#### PROVIDED INFORMATION ####

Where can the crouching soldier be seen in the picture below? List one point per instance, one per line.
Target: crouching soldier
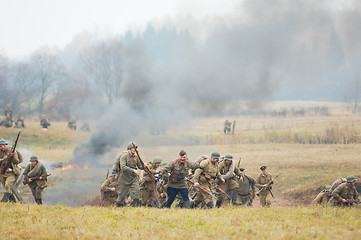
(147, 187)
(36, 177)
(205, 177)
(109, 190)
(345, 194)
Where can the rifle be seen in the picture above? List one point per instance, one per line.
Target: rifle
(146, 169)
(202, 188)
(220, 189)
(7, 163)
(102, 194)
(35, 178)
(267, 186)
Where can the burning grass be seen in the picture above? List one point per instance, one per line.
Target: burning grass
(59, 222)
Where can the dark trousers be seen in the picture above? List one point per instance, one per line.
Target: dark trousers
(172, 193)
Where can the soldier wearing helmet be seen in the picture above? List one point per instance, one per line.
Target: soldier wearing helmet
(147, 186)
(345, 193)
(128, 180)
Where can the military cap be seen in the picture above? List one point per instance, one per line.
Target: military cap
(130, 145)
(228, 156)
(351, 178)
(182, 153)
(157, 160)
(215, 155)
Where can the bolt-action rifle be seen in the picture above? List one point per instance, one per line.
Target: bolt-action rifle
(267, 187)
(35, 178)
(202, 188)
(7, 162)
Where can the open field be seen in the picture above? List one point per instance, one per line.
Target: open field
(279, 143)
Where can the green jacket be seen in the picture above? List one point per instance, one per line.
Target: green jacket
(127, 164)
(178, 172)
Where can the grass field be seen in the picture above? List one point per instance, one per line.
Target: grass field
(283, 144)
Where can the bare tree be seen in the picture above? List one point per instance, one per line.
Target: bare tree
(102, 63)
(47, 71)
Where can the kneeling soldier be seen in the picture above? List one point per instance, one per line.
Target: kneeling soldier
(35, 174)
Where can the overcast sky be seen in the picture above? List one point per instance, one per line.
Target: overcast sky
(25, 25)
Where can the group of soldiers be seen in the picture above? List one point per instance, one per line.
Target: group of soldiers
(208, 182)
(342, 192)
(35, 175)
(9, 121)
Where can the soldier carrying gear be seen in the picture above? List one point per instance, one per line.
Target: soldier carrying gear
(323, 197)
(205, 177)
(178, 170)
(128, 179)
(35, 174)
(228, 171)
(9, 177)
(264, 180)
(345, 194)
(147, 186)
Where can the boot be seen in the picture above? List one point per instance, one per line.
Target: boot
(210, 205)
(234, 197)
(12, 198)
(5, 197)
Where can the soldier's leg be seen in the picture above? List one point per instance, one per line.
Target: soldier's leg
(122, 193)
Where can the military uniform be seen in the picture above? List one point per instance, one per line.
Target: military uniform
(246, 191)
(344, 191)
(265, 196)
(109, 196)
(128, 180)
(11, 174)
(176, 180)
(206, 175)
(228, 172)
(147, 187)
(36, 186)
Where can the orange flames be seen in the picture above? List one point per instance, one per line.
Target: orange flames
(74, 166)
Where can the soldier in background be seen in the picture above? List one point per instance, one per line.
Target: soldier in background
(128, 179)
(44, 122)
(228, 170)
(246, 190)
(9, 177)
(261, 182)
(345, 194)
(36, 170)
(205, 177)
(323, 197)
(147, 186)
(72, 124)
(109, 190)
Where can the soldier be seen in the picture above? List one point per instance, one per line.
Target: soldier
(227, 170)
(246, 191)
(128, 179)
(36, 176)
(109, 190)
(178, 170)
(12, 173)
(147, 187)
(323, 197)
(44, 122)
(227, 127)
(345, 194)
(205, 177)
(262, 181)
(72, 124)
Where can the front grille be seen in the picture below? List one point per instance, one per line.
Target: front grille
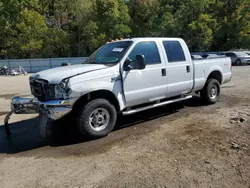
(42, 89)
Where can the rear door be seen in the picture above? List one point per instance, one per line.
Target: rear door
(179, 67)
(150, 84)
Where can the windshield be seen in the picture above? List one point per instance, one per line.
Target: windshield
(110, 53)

####
#### PROVIDED INFORMATION ####

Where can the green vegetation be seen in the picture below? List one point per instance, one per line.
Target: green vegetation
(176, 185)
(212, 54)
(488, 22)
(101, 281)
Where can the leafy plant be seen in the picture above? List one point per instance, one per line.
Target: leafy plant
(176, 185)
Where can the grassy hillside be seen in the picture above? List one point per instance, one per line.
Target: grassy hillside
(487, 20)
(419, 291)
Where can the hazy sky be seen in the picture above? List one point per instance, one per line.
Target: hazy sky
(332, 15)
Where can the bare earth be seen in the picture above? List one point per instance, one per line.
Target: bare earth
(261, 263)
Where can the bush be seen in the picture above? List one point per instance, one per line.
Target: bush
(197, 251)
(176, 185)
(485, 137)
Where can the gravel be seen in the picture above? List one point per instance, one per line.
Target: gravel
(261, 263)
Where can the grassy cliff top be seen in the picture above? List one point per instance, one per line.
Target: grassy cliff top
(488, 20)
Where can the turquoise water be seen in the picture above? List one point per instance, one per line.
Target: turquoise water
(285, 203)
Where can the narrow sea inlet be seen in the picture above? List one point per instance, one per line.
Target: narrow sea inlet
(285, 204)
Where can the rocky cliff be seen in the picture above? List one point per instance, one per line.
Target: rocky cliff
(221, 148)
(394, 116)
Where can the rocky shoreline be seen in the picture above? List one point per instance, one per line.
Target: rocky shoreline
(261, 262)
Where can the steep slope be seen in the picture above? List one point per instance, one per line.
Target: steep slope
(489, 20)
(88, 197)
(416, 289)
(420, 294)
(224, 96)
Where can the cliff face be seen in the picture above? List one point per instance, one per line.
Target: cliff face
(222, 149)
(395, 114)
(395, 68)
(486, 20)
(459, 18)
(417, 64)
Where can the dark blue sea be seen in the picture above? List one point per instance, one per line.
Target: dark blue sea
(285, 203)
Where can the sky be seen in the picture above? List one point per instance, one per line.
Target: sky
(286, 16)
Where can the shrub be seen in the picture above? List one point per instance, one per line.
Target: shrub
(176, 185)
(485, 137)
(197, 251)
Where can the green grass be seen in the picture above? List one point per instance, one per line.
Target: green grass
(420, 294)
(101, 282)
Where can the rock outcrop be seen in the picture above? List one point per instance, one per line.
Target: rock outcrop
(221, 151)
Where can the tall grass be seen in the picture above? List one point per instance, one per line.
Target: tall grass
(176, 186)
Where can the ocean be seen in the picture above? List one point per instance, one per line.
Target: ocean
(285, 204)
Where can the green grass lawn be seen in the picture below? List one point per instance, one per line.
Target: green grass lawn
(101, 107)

####

◆ EXERCISE DIRECTIONS
Pick out and copy the lines of the entries that hold the string "below".

◆ SOLUTION TO THIS PROBLEM
Where can the crouching soldier be seen in the picture below? List one point per instance, one per line.
Where can the front grille be seen in the picture below? List one point per instance, one per line.
Where can the green vegetation be seen in the picture below? List one point per instance, one per line.
Where can the green grass lawn be seen in the picture below? List one point per instance, one per line.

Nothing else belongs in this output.